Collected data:

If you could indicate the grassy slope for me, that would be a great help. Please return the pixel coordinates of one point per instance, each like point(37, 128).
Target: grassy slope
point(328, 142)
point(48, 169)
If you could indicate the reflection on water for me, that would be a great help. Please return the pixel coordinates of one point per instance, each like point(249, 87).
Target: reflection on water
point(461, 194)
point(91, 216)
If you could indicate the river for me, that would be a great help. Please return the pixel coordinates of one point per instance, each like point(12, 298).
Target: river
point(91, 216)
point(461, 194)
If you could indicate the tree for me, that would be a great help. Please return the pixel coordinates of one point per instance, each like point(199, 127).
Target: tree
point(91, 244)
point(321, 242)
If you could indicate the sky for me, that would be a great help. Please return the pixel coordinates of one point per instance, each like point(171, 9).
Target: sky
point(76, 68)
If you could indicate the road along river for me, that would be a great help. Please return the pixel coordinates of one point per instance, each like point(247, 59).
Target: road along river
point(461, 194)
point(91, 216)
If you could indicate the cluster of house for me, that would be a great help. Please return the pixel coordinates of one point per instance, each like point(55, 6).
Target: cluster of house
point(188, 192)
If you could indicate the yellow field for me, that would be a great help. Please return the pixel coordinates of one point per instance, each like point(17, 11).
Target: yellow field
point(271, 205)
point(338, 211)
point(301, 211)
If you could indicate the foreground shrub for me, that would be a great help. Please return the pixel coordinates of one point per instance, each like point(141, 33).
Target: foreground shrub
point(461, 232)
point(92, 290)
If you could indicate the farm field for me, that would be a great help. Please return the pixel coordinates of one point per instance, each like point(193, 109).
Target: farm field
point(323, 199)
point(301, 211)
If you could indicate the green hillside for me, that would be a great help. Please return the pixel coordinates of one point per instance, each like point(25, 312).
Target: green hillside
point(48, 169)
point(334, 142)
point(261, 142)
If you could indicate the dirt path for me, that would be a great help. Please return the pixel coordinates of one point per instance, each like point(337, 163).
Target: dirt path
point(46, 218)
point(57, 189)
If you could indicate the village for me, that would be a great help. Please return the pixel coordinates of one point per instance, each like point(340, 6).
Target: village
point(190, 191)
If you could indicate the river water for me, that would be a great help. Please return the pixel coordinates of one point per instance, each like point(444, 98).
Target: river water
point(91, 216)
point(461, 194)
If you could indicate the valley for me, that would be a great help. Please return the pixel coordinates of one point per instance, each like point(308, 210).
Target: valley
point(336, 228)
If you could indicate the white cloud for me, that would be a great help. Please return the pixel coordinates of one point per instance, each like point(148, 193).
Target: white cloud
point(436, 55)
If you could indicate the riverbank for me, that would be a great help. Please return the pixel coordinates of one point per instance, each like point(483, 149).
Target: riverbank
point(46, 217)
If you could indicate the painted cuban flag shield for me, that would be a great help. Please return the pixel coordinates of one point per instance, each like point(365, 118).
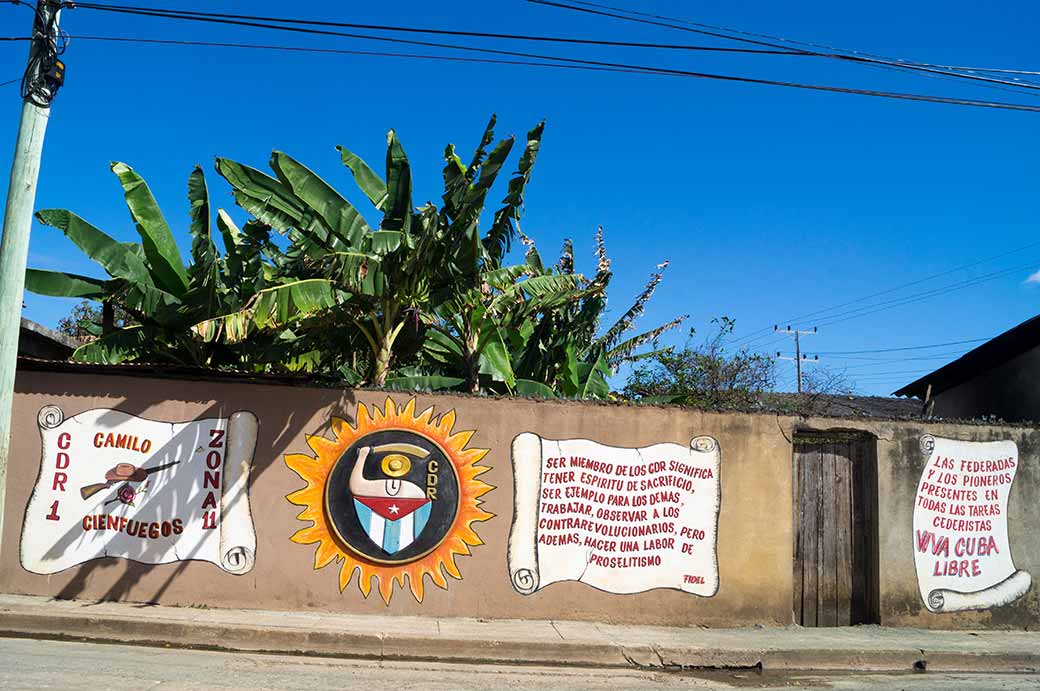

What is needed: Rewrite the material from its first line through the line holding "point(92, 290)", inclusive, keeping every request as it is. Shift each answer point's coordinates by adding 9 to both numbers, and leave the sample points inside the requests unchanged.

Result:
If you could indicate the grassy slope for me, that would be a great help. Please return the pixel coordinates of one point per instance, each like point(37, 128).
Target: grassy slope
point(337, 151)
point(57, 178)
If you could indicate the reflection on water for me, that would be a great help. Please return the pixel coordinates of one point per instance, each like point(249, 87).
Target: reflection on water
point(470, 203)
point(100, 225)
If you could indicate the river for me, that would be a great help. Please return the pixel coordinates of one point per instance, each like point(12, 298).
Target: river
point(100, 225)
point(470, 203)
If you could indicate the tree for me, that would be a great help. Please return the pixel coordinates of one point per instance, each like point(199, 127).
Target: tree
point(100, 253)
point(330, 251)
If you could indicate the sky for me, that would be a great help. Please return the pixel coordinates of one point per instance, each like point(171, 9).
Target: sky
point(85, 77)
If you could indicate the road along river for me, that would be a great help. Please return the pixel coordinates of one point per instance, each like point(247, 59).
Target: road along river
point(470, 203)
point(100, 225)
If you could indicate the cluster of house for me, that would be a great help. Please return the pixel coordinates of one point per instance, each like point(55, 6).
Target: cluster of house
point(197, 201)
If you could indicate the yellow field for me, that would be a great help. Please return the pixel coordinates of one point per instance, each like point(17, 11).
Target: yellow field
point(280, 214)
point(347, 220)
point(310, 220)
If you could indicate the foreground shrub for me, that would be a great help. Please return the pixel coordinates of one point per instance, each like point(141, 33).
Target: foreground shrub
point(470, 241)
point(101, 299)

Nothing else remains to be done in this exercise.